━━━ Text excerpt

A Quaternary geologist, a nuclear scientist and a geomorphologist walked up a mountain in Mongolia to collect rocks. But what sounds like the start of a joke, could lead to some of the most advanced understandings of past climate.
Assisted by Mongolian PhD student Bataa Jigdjuresen from the University of Washington, the three researchers Professor Ari Matmon (Hebrew University , Jerusalem, Israel), Dr David Fink (ANSTO) and Professor Alan Gillespie (University of Washington, Seattle USA), who led the team, journeyed to one of the last climate science frontiers - Mongolia.
Their goal was to collect rock samples from the upper surface of boulders on moraines to reconstruct the journey of glaciers in the region.
In addition to their photogenic appearance, glaciers provide excellent records of past climate in mountainous regions. When climate cools during the ice ages, glaciers grow larger and extend further down-valley.
As the glacier advances, it erodes bedrock and valley walls, collecting and transporting boulders with it. During periods of warmer climate the glacier retreats depositing the boulders in piles at its margins. These piles of glacial rock debris are called moraines, a landform that marks timing and position of the last surge of cold climate.
Mongolia located in Central Asia is an ideal place to study glaciers and how they have responded to changes in global climate.
Unlike the glacial history of a place like New Zealand which is controlled by its ocean environment, Mongolia is heavily landlocked with a vast expanse crossing diverse topographic and climate regimes where glaciers in monsoon-affected Himalayas, or the dry deserts of Gobi responded differently to changes in global climate.
It’s also a country that has only recently opened up to Western researchers after being under the control of the Soviet Union during the Cold War.
The team travelled twice to the central Asia collecting samples for dating from some of the most breathtaking regions in the world across the Gobi-Altai Mountains of Mongolia and the Quilian Shan Mountains of Tibet in the northern hemisphere summers of 2011 and 2013.
The samples then made their way from Mongolia via Hebrew University in Israel for processing before finally arriving at ANSTO, home of Australia’s nuclear expertise in Lucas Heights where they would be measured to establish the length of time since the boulders were released from their icy prison using Accelerator Mass Spectrometry(AMS).
According to Dr David Fink, who is a nuclear scientist at ANSTO’s Institute for Environmental Science, AMS is unique offering researchers the ability to determine the exposure age of surface rocks and sediments from a few thousand years to about 5 million years.
“In-situ cosmogenic radio-nuclide dating using Accelerator Mass Spectrometry to measure surface exposure ages of these moraines since glacier retreat has revolutionized our understanding of paleo-climate glaciations on the continental scale and of the polar ice caps,” he said.

━━━━━━

> [Written request 1]
According to the text about glaciers in Mongolia, what are moraines?
The text and the records have nothing to do with each other.

━━━ Data listing

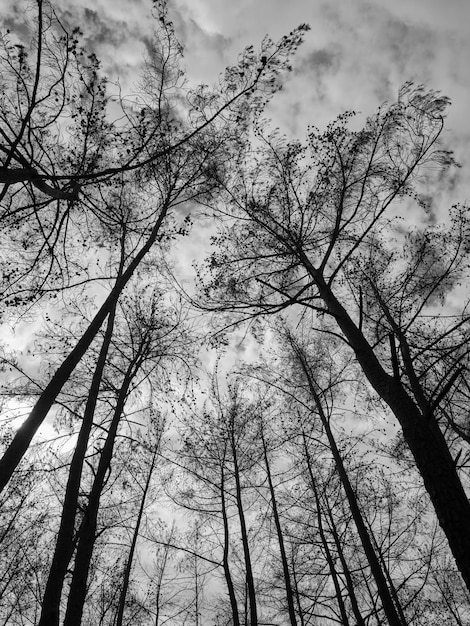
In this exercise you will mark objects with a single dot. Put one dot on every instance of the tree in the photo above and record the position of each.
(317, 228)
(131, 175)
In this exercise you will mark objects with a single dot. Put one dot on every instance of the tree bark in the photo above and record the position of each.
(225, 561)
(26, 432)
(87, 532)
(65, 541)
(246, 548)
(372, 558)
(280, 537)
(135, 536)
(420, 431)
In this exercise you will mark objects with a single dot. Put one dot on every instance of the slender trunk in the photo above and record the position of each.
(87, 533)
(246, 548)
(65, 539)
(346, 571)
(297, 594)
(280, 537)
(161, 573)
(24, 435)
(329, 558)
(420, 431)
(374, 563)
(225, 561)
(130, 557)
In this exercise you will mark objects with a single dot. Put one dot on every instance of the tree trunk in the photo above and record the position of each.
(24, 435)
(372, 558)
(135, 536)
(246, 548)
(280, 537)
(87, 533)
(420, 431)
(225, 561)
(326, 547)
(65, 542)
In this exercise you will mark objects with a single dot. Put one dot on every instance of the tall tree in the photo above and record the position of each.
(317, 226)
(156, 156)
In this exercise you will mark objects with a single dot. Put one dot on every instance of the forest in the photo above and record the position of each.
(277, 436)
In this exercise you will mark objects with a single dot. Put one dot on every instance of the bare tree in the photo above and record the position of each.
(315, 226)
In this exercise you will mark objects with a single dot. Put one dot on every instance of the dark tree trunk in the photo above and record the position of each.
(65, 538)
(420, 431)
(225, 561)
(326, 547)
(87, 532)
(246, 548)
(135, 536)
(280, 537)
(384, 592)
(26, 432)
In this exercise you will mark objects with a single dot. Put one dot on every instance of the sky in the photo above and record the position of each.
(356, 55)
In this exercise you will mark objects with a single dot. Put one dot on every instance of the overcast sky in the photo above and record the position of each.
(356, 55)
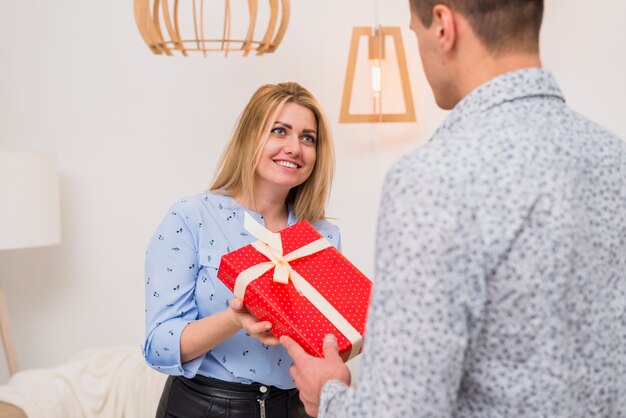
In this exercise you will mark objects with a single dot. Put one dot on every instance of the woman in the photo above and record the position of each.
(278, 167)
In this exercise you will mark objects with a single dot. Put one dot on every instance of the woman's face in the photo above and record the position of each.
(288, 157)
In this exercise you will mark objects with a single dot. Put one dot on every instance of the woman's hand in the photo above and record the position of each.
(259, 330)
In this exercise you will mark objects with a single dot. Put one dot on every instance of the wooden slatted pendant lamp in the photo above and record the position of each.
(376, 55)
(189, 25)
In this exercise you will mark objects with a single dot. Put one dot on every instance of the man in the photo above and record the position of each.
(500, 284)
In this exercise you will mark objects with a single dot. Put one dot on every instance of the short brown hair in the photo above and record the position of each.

━━━━━━

> [Written request 2]
Report every line of the records that contains the string "trunk", treating uppercase and lowercase as different.

> [Correct result 1]
Moraines are piles of glacial rock debris.

> [Correct result 2]
In this exercise you will mark objects with a single dot. Put one dot on every instance of the slender trunk in the photo above and record the position of each.
In this exercise you will mark objects with a single dot. Put one dot on every instance of the tree trunk in the photo above and record the position of each.
In this exercise you will mark objects with a single dot. Put one dot on every instance of the dark tree trunk in the photo above and record the position of each.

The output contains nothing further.